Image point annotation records

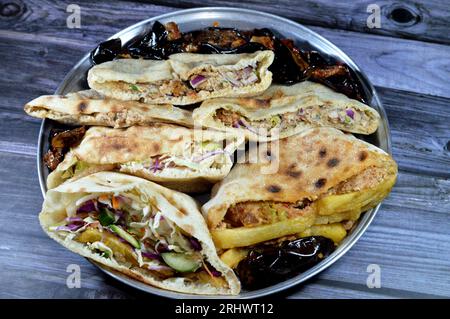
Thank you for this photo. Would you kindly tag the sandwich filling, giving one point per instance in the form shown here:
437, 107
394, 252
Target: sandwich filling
132, 231
206, 79
344, 118
198, 157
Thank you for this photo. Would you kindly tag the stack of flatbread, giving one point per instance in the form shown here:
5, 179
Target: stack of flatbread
117, 197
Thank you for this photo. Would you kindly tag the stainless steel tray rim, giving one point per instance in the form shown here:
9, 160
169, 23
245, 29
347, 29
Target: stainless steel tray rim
327, 47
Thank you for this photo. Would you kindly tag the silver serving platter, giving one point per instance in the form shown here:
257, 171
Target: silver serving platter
194, 19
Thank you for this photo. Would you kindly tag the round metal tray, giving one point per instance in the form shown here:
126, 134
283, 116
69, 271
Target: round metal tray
193, 19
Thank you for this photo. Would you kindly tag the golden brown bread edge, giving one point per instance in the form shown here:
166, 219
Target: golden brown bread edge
92, 108
310, 164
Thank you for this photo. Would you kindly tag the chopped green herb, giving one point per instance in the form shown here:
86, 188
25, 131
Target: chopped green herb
134, 87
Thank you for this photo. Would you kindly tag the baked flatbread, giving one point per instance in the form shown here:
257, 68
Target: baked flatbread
282, 111
177, 157
185, 78
141, 229
92, 108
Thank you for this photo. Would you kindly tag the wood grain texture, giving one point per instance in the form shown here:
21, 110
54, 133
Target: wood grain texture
389, 62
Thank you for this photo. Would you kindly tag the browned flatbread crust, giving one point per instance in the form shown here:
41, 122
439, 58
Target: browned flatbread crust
179, 208
310, 165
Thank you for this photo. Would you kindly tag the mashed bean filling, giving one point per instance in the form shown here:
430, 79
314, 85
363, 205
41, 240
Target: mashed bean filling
205, 80
255, 213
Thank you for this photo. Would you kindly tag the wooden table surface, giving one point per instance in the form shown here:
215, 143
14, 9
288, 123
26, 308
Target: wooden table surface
408, 60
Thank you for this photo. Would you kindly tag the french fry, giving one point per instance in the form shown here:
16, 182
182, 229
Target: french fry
336, 232
247, 236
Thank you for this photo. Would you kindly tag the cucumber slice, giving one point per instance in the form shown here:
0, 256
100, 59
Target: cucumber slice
123, 233
106, 217
181, 262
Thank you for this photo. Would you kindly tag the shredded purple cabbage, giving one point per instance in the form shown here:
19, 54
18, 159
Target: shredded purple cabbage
156, 166
195, 244
87, 207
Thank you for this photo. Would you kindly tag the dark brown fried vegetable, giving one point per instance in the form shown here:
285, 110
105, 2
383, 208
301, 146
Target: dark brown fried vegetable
271, 264
291, 64
60, 143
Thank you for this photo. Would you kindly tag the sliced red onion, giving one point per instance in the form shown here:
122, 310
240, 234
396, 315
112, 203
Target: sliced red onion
87, 207
247, 70
160, 268
248, 127
195, 244
236, 124
197, 80
252, 78
350, 113
215, 273
75, 219
231, 79
209, 154
151, 255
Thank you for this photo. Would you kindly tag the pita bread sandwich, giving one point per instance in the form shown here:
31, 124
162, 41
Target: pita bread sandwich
322, 181
141, 229
185, 78
177, 157
92, 108
282, 111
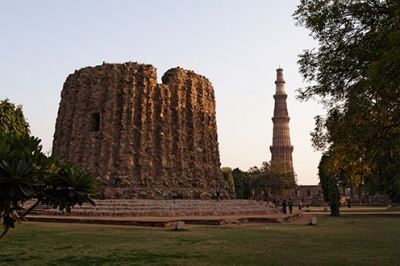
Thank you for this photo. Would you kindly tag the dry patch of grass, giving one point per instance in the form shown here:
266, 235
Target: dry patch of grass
347, 240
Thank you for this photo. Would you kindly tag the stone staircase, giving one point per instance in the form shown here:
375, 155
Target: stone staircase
161, 208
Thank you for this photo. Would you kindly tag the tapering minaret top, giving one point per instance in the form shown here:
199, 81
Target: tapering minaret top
280, 82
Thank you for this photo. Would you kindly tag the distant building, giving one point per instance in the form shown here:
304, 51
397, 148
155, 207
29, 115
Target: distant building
281, 147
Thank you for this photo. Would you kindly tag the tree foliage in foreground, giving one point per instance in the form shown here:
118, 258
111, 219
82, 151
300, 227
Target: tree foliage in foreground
12, 118
355, 74
26, 174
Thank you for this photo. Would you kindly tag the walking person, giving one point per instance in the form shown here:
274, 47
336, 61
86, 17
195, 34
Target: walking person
218, 191
290, 204
284, 206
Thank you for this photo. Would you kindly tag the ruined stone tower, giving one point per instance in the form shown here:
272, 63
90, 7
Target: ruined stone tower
141, 139
281, 147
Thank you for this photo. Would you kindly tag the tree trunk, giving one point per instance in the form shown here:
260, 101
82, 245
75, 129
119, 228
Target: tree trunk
31, 208
3, 235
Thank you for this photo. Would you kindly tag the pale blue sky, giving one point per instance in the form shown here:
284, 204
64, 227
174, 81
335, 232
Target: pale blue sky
237, 45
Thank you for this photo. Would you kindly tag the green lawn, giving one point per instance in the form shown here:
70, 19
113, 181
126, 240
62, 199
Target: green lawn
347, 240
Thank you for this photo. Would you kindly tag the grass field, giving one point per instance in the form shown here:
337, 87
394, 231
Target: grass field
346, 240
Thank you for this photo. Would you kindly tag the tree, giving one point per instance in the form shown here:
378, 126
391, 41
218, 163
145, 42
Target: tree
329, 185
230, 182
12, 118
27, 174
355, 74
279, 178
272, 178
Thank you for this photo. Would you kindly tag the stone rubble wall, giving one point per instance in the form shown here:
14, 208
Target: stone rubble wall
141, 139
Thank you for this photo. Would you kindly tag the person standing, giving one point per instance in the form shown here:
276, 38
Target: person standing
284, 206
218, 191
290, 204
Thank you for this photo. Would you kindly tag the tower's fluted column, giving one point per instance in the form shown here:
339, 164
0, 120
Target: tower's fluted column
281, 147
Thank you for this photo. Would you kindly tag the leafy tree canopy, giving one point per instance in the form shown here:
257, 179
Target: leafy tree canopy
355, 74
12, 118
26, 174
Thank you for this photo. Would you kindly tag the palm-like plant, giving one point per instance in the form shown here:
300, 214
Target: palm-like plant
26, 174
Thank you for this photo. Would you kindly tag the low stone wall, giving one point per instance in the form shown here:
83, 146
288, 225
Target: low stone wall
164, 208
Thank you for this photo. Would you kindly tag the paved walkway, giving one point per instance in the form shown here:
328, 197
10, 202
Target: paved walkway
165, 221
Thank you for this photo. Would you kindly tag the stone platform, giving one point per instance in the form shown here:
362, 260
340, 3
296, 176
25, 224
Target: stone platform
165, 213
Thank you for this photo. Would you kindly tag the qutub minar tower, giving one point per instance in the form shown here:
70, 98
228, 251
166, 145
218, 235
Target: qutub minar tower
281, 147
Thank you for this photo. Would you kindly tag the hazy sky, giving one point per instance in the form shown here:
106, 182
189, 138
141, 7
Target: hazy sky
237, 45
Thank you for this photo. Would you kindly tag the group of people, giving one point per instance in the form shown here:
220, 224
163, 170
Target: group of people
285, 205
288, 204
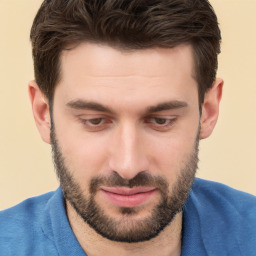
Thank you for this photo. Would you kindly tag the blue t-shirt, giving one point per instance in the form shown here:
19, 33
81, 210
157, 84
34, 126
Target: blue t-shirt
217, 221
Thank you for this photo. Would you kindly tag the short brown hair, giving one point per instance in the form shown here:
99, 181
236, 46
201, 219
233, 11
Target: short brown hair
127, 24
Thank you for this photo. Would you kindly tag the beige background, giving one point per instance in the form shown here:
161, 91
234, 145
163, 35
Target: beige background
228, 156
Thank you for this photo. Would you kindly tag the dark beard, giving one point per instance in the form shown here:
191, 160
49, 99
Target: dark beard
126, 229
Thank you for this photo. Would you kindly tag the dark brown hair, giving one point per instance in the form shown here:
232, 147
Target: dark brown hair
126, 24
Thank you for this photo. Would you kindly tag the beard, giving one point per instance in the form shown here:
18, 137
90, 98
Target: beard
127, 228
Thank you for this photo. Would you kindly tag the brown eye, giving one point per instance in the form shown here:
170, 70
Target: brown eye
160, 121
95, 121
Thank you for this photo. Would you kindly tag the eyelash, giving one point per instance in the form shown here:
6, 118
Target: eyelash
104, 122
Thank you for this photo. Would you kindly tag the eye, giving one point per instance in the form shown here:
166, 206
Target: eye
95, 121
160, 123
95, 124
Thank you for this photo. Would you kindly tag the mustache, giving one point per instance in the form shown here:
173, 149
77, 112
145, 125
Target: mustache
141, 179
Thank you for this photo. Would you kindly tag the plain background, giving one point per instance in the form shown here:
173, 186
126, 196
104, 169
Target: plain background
228, 156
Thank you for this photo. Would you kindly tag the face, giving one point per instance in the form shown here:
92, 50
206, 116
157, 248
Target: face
125, 137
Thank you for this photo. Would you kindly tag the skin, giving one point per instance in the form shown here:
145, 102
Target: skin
129, 138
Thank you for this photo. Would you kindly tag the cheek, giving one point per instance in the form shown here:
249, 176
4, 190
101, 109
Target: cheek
84, 155
170, 154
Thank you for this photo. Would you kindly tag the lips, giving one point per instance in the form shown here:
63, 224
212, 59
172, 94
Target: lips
128, 197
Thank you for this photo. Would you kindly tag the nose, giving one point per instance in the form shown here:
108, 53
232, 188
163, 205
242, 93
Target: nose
128, 154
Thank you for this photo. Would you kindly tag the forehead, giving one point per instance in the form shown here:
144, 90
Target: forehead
102, 73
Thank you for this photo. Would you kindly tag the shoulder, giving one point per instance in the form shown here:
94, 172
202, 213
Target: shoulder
20, 226
220, 195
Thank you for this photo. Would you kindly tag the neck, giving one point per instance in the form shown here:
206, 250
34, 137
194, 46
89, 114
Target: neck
168, 242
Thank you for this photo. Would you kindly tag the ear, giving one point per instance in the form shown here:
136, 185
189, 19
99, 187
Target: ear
41, 111
210, 109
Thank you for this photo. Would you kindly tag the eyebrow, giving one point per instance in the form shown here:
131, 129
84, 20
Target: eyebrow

WHAT YOU WILL DO>
Rewrite everything from the line containing "the forehead, giving" down to the end of the records, changing "shoulder" to "collarbone" and leaving everything else unchanged.

WRITTEN REPLY>
Thank you for this photo. Would you kindly tag the forehead, giving one point per instance in the form shown here:
144, 90
Target: forehead
102, 73
Thank you for this photo. Would you kindly tag the collarbone, giving one point per instance in the form shown here:
94, 172
202, 213
Target: collarbone
20, 226
220, 195
Thank you for this photo. Would you kindly tag the neck, giving one point per instance in the form shown here:
206, 250
34, 137
194, 46
89, 114
Target: neck
168, 242
Thank you for this photo. Would you kindly tag the ear, giving one point per instance in the form shown here:
136, 185
189, 19
99, 187
Target: ear
41, 111
210, 109
Thank you for this photo. Would you kindly tag the eyebrow, giving one point per instance in the form shown here:
131, 129
84, 20
Target: eyebrow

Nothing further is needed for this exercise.